[Begin Data shown]
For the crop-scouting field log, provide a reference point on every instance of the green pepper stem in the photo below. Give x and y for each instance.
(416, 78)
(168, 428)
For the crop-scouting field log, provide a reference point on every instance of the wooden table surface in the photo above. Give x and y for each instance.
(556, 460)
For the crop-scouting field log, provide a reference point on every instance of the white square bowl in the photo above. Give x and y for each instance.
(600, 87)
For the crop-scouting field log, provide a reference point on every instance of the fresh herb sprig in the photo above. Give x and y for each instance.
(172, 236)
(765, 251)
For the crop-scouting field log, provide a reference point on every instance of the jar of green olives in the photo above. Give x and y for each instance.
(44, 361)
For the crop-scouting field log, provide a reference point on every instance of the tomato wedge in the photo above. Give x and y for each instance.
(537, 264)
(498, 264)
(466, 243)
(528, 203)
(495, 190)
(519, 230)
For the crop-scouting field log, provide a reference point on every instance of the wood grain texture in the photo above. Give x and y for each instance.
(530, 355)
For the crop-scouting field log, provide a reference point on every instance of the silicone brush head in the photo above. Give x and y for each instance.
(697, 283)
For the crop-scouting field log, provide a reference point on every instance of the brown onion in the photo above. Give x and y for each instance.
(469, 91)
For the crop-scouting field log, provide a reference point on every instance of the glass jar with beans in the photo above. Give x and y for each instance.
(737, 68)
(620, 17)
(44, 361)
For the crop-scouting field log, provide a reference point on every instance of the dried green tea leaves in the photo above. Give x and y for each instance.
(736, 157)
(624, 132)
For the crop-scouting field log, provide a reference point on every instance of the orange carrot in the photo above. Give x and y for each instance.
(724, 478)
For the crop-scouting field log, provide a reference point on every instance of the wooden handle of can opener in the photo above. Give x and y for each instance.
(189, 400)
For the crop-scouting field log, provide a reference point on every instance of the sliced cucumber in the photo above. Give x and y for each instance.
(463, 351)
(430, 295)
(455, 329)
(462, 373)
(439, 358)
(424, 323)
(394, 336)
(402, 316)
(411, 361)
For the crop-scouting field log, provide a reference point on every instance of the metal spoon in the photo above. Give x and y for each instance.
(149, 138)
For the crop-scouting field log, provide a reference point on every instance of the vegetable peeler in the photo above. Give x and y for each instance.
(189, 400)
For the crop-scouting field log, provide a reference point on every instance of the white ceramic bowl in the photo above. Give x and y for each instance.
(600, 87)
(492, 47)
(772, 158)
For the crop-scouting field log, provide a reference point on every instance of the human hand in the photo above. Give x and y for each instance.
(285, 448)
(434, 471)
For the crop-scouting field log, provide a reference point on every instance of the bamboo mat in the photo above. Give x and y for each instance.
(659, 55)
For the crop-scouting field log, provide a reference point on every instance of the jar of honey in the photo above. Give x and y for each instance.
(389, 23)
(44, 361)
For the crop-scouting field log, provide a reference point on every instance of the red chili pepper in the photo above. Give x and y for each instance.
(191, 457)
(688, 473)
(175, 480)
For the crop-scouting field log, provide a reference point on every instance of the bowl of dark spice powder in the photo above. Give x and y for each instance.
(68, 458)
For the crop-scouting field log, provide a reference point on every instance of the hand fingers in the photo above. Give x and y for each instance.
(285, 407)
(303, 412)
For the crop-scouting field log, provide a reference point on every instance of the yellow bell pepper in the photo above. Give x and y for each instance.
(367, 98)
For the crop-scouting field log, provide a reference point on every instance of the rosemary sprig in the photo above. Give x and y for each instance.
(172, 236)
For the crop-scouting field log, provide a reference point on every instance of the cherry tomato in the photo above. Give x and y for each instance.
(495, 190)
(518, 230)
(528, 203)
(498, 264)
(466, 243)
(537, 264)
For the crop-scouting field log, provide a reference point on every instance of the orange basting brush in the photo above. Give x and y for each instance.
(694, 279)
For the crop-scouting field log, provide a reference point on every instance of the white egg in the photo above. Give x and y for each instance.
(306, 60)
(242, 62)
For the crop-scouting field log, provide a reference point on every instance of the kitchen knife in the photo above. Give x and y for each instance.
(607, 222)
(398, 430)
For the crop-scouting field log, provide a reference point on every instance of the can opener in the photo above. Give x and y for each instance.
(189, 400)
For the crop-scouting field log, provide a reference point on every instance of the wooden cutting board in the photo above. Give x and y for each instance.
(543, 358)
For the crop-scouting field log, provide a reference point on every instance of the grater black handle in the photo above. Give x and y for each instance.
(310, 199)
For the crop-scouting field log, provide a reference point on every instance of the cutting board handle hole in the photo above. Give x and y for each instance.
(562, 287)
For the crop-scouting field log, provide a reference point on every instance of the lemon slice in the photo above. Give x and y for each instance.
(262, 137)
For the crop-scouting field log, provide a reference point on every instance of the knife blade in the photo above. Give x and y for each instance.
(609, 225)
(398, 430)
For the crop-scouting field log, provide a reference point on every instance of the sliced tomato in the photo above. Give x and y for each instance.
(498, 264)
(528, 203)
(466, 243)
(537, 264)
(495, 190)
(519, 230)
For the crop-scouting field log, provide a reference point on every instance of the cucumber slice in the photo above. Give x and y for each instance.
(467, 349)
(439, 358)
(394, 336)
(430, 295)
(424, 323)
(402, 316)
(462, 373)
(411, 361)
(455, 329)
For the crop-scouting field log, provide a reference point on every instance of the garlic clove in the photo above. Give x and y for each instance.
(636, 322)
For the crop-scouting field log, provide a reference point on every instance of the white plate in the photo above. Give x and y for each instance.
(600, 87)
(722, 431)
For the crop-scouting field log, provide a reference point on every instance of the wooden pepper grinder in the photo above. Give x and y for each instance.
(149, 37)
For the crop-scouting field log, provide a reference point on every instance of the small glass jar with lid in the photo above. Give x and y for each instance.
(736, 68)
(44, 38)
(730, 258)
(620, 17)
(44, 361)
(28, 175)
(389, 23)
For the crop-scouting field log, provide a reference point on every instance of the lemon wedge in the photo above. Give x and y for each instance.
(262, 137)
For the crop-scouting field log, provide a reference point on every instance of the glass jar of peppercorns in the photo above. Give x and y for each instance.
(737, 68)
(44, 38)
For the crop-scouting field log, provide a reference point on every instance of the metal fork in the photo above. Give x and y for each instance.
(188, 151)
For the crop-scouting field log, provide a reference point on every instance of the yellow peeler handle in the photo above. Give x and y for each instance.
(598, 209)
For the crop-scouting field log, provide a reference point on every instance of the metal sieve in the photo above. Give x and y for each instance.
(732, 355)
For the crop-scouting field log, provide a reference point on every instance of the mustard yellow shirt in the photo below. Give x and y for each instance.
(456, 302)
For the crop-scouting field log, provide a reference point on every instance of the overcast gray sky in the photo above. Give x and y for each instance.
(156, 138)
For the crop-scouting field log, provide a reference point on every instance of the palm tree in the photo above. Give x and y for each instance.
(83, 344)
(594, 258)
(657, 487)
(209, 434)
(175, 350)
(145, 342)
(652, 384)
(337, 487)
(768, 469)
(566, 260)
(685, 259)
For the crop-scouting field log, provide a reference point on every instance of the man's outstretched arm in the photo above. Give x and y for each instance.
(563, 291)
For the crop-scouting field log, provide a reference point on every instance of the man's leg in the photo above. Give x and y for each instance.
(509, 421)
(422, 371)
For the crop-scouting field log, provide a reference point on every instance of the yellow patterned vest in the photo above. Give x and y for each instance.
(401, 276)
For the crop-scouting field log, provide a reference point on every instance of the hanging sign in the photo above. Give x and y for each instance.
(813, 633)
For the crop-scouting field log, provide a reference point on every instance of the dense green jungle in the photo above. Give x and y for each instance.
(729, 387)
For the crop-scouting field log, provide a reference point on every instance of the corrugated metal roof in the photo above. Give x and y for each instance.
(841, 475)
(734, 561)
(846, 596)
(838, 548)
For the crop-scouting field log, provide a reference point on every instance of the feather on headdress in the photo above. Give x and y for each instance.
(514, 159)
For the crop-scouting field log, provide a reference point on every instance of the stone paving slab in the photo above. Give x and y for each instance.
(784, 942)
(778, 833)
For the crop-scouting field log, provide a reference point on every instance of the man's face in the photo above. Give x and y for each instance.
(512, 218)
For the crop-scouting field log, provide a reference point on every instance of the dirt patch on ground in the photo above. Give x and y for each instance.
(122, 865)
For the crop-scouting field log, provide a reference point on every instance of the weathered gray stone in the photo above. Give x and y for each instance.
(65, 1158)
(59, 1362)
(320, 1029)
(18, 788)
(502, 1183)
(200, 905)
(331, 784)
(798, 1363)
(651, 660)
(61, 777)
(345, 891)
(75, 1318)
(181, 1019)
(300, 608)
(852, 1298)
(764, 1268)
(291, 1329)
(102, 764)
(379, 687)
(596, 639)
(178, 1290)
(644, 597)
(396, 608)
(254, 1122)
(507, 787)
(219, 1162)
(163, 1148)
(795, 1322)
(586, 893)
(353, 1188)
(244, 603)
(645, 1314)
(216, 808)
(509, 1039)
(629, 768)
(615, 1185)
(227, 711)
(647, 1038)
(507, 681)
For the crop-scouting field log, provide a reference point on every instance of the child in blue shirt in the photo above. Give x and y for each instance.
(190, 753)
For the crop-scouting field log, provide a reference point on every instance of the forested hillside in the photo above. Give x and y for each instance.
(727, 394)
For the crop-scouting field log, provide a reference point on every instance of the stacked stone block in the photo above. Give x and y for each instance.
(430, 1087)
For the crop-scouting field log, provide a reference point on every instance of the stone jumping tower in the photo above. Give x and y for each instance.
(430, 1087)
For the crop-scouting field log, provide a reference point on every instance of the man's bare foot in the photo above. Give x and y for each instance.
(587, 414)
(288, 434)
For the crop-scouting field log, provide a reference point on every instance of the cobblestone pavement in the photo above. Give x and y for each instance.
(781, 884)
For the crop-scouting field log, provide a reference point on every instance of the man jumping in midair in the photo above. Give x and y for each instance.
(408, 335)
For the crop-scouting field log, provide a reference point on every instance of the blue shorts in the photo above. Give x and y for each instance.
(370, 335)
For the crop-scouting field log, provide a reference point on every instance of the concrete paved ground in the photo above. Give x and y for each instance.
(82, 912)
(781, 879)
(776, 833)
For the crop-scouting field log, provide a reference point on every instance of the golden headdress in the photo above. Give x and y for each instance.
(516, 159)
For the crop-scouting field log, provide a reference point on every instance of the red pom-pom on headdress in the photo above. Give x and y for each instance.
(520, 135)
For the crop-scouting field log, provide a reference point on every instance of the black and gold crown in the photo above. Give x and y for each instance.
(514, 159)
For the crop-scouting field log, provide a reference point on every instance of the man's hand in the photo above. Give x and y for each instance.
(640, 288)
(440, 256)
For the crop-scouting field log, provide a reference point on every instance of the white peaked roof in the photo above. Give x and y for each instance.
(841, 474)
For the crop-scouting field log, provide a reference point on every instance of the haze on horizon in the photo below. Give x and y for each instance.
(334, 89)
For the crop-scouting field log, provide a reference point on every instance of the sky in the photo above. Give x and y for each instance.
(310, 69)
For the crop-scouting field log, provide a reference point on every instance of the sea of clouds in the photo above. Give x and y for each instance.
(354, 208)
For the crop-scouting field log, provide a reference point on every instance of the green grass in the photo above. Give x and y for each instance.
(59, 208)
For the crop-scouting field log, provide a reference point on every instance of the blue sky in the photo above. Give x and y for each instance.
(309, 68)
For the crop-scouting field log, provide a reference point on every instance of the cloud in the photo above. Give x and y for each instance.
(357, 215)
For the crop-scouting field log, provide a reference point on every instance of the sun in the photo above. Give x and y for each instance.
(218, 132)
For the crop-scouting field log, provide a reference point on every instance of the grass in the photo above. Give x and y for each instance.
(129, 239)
[End Data shown]
Work required: Starting at the line that contains "of the golden", print every line through the end of the listing, word for word. Leave out all the rest.

Expected answer:
For the crop-scouting field log, provide a reference point on every instance of the golden headdress in the photo above. Give x and y for each instance.
(516, 159)
For the crop-scouting field log, provide a reference point on every instance of the red pom-pom on headdress in the photo above. Give x and y for each instance.
(520, 135)
For the crop-scouting field log, provide a reference point on every instance of the black and gold crown in the photo above. Give x and y for each instance.
(514, 159)
For the crop-scouting field log, provide a reference point on every instance of the man's hand in the photo above. Give x and y for each instance.
(640, 288)
(440, 256)
For the crop-scouting field log, provide a reference point on every instance of the white peaked roof in the photo above. Give x and y for each instance.
(841, 474)
For the crop-scouting field log, provide a reference point on every instance of the haze on horizon in the photo below. Give x and y for each instance.
(334, 89)
For the crop-scouting field log, provide a reference point on every instance of the sky in the photo above. Give x and y for each instance.
(310, 69)
For the crop-scouting field log, provide a reference point on every instance of the sea of clouds in the photo above. Give x and y for each instance.
(354, 208)
For the crop-scouting field log, provide a reference point on every instance of the green grass in the photo above. Give x and y for each instance.
(59, 208)
For the crop-scouting field log, provide a reference point on every instance of the blue sky in the photo above. Give x and y for each instance.
(309, 68)
For the crop-scouting field log, provide a reference point on every instance of the cloud in the photo above. Give x and y for each instance.
(357, 215)
For the crop-scouting field log, provide a reference point on every instance of the sun in the photo above. Give x and y for each instance.
(218, 132)
For the crop-scouting field log, provide a reference point on every instance of the grass in the photo above. Give x and y for each instance.
(129, 239)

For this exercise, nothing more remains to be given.